(TEXT PASSAGE):
One of the biggest differences between the geometric and arithmetic models is that, by design, the arithmetic model is more influenced by higher priced homes. In fact, the index produced by the arithmetic model is analogous to a capital-weighted index such as the NASDAQ Composite. The geometric model, on the other hand, weights each sale pair equally.
The arithmetic model also differs by using an instrumental variable regression. This is because the model contains actual observed bought and sold prices. These observed prices are assumed to contain data entry errors and, therefore, correlate to the error term. To account for this correlation, which violates the Gauss-Markov theorem, instrument dummy variables are used. The dummy variable structure used is essentially identical to the geometric model where -1 is placed for a purchase, 1 is placed for a sale, and zeros for everything else.
The first row represents a sale pair purchased in the base period and sold in the first period. Sale pairs with an initial purchase within the base period are not given a negative dummy variable, but all other initial purchases are. Also, each value of X has a matching Z instrumental variable dummy variable.
Final Model Selection
Both the geometric and arithmetic models were evaluated side by side for various Texas markets. Ultimately, the Center adopted the geometric model due to its equal weighting of each sale pair. As discussed in the previous section, the design of the arithmetic model produces an index weighted heavier on higher-priced homes.
Given the nature of the Center's housing data, which include many high-priced homes, the indexes produced by the geometric model proved less volatile than the arithmetic model. For example, a multimillion-dollar home with a 1 percent change in value has a tremendous impact in the arithmetic model. The absolute change in value for this home can have a disproportionate effect on the model results.
Currently, Case-Shiller models are used by entities such as the FHFA, Freddie Mac, U.S. Dow Jones Indices, and the Real Estate Center for publicly available home price indices. In its All-Transactions Index, the FHFA uses pricing data available from mortgage application data and accompanied appraisals from both Fannie Mae and Freddie Mac. Because of the widespread use of financing for residential real estate reporting, coverage in Texas is fairly complete for many Texas markets. Besides the All-Transactions Index, FHFA also produces a Purchase-Only Index that is most similar to the Center's index based on the target sample of single-family purchases.

(EXERCISES):
• a. Copy word for word the part of the home price index text that opens with the words containing "The first row" and closes with "variable dummy variable.".
• b. Update the part of the records that opens with the line containing "Note: point to every instance of the white ceramic" and closes with the line containing "x=376, y=28" by replacing "ceramic" with "porcelain" and leaving everything else unchanged. Give back only those lines.

(DATA FOR THIS EXERCISE):
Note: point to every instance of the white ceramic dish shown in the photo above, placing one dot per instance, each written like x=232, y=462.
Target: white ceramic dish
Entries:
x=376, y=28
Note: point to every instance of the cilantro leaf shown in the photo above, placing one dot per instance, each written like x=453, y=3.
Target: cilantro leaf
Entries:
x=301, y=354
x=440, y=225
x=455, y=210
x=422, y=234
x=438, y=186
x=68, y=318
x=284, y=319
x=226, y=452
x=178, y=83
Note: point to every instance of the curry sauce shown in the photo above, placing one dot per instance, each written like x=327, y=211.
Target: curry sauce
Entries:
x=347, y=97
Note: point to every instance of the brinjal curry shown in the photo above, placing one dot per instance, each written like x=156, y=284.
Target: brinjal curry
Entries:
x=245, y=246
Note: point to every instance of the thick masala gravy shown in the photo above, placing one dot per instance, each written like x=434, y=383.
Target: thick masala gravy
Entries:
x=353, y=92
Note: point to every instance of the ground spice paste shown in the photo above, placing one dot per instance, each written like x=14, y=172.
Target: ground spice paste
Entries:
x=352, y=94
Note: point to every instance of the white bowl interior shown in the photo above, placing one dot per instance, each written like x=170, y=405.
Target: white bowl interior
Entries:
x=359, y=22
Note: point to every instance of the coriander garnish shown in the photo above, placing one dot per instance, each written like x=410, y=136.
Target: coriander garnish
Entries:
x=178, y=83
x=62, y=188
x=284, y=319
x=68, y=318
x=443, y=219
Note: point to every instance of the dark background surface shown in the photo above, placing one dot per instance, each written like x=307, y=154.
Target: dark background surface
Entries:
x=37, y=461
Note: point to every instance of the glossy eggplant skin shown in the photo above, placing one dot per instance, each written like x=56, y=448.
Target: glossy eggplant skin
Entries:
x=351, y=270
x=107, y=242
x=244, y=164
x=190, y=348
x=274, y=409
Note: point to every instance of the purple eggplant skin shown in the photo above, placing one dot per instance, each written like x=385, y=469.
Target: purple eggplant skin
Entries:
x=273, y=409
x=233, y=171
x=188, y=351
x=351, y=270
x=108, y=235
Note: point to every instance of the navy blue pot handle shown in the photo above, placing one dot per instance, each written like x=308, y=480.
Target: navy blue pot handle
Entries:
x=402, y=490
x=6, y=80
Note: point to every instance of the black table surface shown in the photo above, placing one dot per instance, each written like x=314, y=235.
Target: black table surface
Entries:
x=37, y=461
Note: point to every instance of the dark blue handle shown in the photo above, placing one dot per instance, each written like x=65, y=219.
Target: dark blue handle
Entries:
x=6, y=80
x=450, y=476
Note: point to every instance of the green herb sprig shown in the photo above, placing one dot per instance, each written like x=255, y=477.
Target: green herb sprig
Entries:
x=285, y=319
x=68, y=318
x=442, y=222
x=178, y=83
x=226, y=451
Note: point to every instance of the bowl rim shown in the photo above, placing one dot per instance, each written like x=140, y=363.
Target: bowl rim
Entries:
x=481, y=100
--
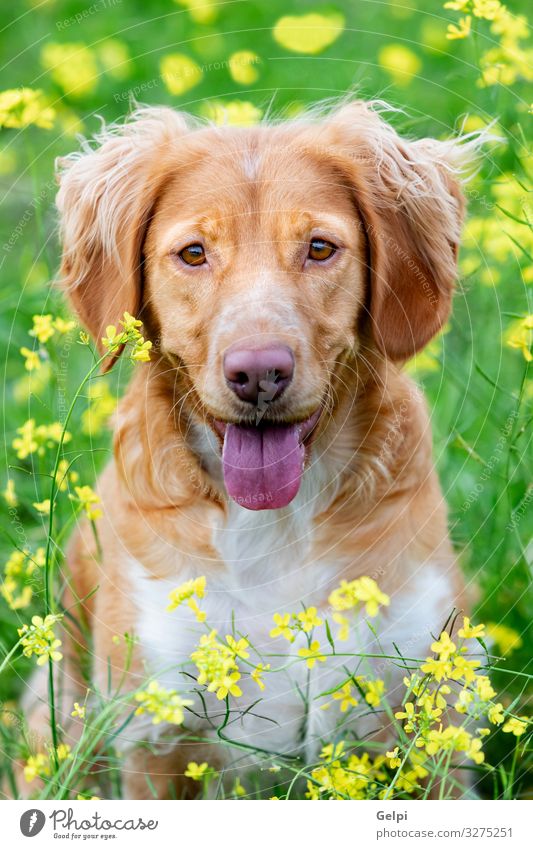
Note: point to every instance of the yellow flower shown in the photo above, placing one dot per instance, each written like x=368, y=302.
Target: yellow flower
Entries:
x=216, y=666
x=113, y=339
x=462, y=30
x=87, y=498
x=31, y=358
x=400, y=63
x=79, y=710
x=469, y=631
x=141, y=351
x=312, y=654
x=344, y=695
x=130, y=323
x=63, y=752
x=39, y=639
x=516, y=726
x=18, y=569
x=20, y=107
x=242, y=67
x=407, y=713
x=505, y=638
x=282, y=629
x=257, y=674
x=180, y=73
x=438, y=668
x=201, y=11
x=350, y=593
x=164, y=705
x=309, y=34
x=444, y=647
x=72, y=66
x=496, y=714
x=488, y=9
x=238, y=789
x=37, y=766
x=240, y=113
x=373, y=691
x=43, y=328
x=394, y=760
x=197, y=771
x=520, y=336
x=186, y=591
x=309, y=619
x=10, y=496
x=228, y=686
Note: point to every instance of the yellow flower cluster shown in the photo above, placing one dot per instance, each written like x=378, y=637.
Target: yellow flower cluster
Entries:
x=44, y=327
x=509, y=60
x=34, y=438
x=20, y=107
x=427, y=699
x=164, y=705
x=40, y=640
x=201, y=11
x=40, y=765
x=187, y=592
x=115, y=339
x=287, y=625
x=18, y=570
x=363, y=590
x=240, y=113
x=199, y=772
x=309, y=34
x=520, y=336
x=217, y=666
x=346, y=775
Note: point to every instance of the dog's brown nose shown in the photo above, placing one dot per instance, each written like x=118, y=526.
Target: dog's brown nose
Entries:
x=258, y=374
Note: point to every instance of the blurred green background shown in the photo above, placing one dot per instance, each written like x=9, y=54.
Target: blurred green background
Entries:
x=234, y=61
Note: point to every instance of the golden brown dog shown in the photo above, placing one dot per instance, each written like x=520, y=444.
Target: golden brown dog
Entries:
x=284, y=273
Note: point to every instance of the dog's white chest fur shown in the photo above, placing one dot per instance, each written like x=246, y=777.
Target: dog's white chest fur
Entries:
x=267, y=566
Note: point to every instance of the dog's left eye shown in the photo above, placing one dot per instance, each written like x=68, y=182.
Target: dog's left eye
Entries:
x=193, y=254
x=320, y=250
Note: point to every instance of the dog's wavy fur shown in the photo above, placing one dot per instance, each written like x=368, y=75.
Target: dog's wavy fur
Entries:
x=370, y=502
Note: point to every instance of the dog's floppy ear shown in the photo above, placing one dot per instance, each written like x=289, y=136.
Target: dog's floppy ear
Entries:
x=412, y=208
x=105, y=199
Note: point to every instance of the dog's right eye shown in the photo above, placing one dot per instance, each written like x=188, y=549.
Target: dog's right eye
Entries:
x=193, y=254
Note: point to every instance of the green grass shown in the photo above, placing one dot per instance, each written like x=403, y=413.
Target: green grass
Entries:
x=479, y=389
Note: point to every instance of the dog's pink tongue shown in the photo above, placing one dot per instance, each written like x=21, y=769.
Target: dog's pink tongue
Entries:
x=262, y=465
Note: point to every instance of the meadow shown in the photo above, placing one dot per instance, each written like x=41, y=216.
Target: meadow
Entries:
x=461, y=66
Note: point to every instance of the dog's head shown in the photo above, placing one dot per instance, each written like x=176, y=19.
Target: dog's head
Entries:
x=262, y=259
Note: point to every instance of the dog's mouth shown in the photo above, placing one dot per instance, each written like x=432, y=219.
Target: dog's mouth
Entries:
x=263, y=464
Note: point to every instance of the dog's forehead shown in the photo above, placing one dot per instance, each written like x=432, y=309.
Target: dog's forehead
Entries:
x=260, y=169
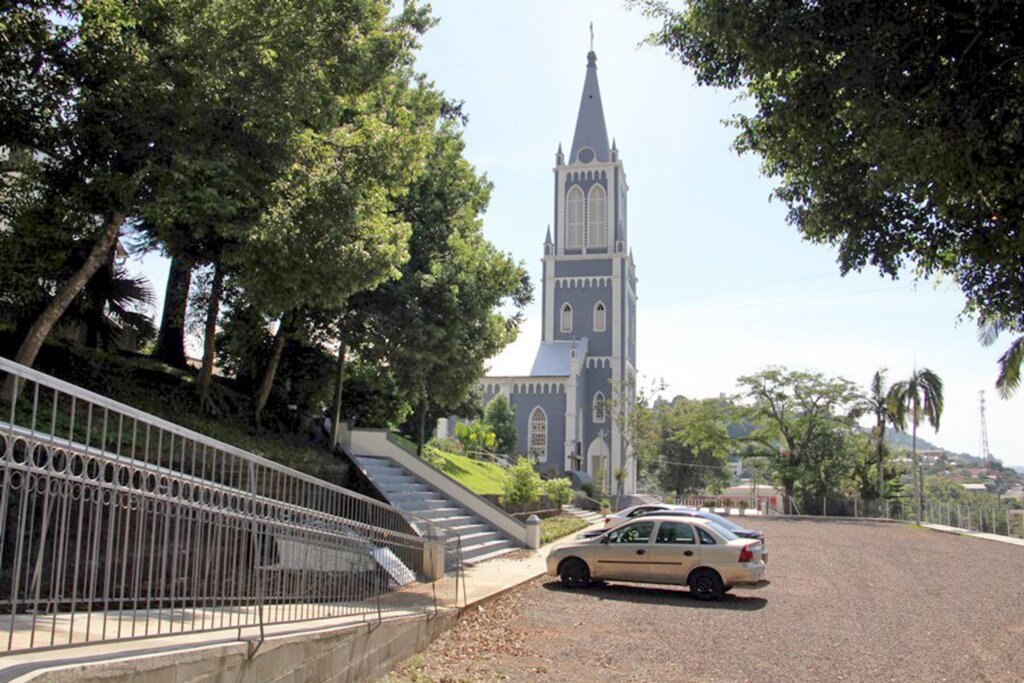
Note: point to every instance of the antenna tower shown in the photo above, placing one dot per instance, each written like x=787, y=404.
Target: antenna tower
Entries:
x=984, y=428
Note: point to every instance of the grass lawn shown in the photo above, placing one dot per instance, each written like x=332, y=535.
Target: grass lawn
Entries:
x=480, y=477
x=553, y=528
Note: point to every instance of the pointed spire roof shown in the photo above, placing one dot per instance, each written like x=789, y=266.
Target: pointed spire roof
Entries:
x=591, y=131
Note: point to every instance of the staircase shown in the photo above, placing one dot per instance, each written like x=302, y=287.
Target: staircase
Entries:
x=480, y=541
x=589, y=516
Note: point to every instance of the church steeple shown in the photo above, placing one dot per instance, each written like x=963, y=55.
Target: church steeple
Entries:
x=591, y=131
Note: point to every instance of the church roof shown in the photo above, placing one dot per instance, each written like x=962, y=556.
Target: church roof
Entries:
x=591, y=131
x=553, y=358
--
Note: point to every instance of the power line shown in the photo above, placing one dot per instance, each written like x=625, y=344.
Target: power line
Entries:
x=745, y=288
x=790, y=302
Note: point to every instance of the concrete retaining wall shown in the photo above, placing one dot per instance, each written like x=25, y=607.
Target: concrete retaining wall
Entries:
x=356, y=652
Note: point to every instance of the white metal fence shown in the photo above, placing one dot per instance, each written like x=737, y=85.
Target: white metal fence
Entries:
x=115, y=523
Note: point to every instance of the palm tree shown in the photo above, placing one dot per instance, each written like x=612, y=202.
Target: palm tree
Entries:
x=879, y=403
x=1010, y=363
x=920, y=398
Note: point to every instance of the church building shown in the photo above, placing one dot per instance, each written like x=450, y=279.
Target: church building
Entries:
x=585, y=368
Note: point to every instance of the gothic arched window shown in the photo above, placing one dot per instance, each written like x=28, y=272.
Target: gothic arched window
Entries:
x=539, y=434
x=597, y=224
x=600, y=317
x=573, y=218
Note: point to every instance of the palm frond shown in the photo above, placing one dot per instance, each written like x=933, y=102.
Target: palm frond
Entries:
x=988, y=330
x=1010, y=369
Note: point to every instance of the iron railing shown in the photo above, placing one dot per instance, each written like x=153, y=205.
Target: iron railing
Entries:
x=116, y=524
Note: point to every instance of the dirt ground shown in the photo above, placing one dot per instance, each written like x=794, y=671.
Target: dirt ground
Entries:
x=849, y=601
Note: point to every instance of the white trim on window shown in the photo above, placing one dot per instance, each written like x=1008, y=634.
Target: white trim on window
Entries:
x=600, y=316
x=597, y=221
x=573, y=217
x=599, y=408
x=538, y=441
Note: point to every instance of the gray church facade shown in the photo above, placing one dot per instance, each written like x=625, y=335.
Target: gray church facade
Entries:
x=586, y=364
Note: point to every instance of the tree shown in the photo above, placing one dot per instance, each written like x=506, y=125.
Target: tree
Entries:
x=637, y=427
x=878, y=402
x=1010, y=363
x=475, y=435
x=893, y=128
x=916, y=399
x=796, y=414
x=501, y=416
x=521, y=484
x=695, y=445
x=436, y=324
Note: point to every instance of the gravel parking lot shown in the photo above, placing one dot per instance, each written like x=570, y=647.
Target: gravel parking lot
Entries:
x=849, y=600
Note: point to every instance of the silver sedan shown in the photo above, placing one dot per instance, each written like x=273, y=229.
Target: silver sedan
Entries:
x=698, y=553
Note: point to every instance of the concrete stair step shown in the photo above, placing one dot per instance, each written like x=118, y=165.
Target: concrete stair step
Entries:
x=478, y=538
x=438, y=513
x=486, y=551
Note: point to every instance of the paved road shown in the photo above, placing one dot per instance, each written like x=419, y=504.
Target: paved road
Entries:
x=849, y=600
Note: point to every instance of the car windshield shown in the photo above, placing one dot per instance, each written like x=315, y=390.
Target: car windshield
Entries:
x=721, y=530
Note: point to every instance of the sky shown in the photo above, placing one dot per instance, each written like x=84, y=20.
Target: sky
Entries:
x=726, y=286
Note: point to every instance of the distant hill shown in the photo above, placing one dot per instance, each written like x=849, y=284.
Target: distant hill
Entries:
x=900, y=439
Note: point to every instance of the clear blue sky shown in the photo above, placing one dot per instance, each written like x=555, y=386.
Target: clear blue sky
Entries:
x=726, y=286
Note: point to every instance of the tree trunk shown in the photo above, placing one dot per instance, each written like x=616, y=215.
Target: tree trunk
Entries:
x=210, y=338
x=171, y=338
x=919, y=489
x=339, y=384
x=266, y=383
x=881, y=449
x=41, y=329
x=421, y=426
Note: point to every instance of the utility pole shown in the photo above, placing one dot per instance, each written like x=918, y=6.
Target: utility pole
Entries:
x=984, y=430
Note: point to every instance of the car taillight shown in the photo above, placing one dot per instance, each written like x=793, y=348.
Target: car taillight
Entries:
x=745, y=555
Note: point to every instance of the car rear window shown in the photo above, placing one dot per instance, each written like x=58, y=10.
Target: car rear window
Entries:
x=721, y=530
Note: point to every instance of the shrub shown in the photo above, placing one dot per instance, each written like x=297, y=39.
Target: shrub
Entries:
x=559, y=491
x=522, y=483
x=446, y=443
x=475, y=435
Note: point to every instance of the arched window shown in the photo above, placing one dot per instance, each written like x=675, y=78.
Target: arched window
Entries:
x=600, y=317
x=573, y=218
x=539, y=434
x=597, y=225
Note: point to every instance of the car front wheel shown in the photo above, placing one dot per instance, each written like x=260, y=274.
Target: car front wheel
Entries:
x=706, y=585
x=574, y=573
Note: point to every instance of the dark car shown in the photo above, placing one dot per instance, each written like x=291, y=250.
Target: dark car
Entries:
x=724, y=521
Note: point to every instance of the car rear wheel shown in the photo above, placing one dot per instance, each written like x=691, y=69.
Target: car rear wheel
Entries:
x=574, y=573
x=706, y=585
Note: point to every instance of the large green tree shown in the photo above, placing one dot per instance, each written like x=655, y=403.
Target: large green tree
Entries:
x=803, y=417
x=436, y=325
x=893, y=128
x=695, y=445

(FULL ANSWERS):
• a.
The first row represents a sale pair purchased in the base period and sold in the first period. Sale pairs with an initial purchase within the base period are not given a negative dummy variable, but all other initial purchases are. Also, each value of X has a matching Z instrumental variable dummy variable.

• b.
Note: point to every instance of the white porcelain dish shown in the photo above, placing one dot per instance, each written like x=232, y=462.
Target: white porcelain dish
Entries:
x=376, y=28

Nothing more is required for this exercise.